### Text excerpt

::::::::::

To begin the story at the beginning, read "Part 1: Post 1: Beginning Again," published in January, 2013. To consult a description of the campus, read "Part 1: Post 14: The Greening of Campus," published in March, 2013.

Sunday, January 4, 2015

Year 2: Part 8: Post 3: The Six

I'm continuing a series of posts that are more informational than narrative, to fill in some gaps, because 13 years ago I wasn't actually on campus.

I've spent a lot of this blog writing about the masters--that is, our professors--especially Allen, Kit, and my own teacher, Charlie. And yet I've never gotten around to describing what they look like. Also, I've scattered basic information about them across dozens of entries, so someone coming in to the blog in the middle might easily get lost. So, here is a little blurb on each of them. So I don't have to repeat certain things for each blurb, the ages I'm giving for them are their ages in 2000, when this story started. All six are white, except Greg, whose mother was Japanese. That he is a non-white American is a big part of his identity.

The Six, as they are called, are the leaders of our community and its most dedicated servants. They were also, once, our core faculty group (other classes were taught by mastery candidates or by "allies," our equivalent of adjunct faculty). They are always called The Six, though there are not always six of them. The composition of the group has changed over the years--I am one of The Six now, for example--but this is the group as it was when I started as a student.

At the end, I've put another little story that didn't make it into the blog earlier.


Allen

Allen is the psychology teacher and the primary magic teacher. Specifically, he teaches stage magic; asked how stage magic can possibly count as real magic, he smiles and initiates a Socratic dialogue about what real magic is. He is also a psychologist and a licensed therapist. In his work, he merges his work as a healer and his fondness for both stage magic and philosophy into one seamless whole. He is married to a fellow psychologist, named Lo (short for Lois) with whom he has three children.

::::::::::

### Data shown
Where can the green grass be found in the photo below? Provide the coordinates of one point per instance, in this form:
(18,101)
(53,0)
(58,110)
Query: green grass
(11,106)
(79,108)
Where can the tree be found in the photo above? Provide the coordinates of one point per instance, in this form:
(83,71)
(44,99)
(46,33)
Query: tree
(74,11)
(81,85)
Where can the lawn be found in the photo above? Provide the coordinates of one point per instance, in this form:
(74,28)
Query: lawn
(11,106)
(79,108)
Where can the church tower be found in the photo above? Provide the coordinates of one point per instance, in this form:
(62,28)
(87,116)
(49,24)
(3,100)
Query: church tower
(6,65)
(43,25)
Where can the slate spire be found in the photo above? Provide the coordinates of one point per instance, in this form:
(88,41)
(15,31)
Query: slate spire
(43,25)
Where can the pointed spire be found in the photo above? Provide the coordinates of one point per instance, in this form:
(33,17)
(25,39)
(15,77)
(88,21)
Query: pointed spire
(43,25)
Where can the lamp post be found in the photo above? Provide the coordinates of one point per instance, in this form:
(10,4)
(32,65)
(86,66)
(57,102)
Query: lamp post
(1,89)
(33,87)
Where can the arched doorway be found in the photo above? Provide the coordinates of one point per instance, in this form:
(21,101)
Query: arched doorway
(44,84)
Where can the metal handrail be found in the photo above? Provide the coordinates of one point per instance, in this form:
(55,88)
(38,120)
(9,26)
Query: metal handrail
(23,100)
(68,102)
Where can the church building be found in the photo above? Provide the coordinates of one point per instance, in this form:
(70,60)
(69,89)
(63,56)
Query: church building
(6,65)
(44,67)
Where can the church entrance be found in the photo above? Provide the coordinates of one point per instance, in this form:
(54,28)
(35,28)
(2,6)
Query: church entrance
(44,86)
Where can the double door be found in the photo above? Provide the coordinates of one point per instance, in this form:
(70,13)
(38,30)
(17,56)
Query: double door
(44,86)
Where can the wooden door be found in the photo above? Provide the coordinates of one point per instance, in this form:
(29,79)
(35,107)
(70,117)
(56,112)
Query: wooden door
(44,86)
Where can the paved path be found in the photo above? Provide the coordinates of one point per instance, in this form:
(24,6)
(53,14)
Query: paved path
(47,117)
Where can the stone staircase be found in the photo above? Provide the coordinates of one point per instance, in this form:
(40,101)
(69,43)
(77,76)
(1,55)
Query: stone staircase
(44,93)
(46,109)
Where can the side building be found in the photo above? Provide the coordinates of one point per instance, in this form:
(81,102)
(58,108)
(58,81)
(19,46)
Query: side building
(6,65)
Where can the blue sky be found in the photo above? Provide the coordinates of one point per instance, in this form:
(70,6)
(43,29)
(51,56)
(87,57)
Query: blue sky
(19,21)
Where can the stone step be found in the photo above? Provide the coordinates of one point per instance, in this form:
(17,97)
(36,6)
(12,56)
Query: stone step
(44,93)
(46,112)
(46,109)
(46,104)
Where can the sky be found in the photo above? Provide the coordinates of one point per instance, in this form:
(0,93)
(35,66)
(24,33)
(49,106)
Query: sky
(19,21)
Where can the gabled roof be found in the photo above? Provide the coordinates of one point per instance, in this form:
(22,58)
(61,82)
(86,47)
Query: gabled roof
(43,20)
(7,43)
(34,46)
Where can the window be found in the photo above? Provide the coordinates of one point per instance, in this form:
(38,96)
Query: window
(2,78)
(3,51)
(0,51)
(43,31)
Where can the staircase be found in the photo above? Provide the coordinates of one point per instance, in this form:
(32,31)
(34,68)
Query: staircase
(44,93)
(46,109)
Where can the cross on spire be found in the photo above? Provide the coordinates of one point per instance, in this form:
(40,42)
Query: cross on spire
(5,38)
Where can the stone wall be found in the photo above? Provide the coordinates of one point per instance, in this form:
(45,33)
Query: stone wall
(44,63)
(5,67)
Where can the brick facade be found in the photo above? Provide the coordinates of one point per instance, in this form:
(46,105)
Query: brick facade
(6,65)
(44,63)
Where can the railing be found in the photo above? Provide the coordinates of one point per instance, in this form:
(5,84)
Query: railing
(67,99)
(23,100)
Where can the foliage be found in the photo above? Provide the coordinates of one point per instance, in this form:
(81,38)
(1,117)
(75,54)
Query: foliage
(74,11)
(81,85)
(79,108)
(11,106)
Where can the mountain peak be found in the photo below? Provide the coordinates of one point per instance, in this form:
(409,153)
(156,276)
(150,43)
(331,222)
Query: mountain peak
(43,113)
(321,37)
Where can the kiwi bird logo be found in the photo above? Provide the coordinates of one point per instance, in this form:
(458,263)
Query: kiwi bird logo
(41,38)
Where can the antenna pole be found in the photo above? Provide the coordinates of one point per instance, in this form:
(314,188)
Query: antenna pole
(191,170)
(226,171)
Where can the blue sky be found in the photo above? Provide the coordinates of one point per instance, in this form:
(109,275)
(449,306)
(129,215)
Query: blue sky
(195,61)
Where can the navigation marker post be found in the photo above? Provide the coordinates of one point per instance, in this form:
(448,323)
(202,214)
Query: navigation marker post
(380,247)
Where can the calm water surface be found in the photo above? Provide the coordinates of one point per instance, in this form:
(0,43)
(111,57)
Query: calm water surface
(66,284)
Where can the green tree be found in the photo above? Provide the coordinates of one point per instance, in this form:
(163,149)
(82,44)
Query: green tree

::::::::::

### Required tasks
(a) In the blog post about The Six, what is the name of Allen's wife?
(b) Continue the blog post about The Six, picking up right after its final sentence.

### Expected outputs
(a) Lo, short for Lois.

(b)
Allen is medium of height and build with boyish, pleasant-looking features.  His hair is black and thinning on top. He's slim, in good shape, and 45 years old. His body language is unintentionally deceptive in that he seems formal or awkward (when not in uniform he dresses formally, too) but is actually usually relaxed, confident, and unself-consciously playful. He is constantly using his skills as an illusionist to play pranks or to entertain others, and he has a wonderful, boyish laugh. 

Charlie

Charlie is the ecology teacher and the primary craft teacher. The main craft that he teaches is horticulture, though he has and teaches a lot of other skills, including making tools and other objects with leather, antler, wood, and bone; cutting trees with axe or chainsaw; building and maintaining hiking trails; and both creative and scholarly writing. By training, he is an ecologist, though he never completed his master’s degree because of his alcoholism. He is sober now, and lives a very monastic life almost entirely on campus. 

Charlie is short but built very broad and square. He has a slight paunch but is very strong. His hair was black but is now mostly grey, and he wears it quite short, almost shaved. He is 63 years old. He speaks rarely and in a thick, Boston accent. He is intensely private, and is quite deliberately rude to most people in order to drive them away. Those few who can see this for what it is and who treat him gently are rewarded by his keen intelligence, his deep and delighted knowledge of the land, and his friendship--which he rarely directly speaks of.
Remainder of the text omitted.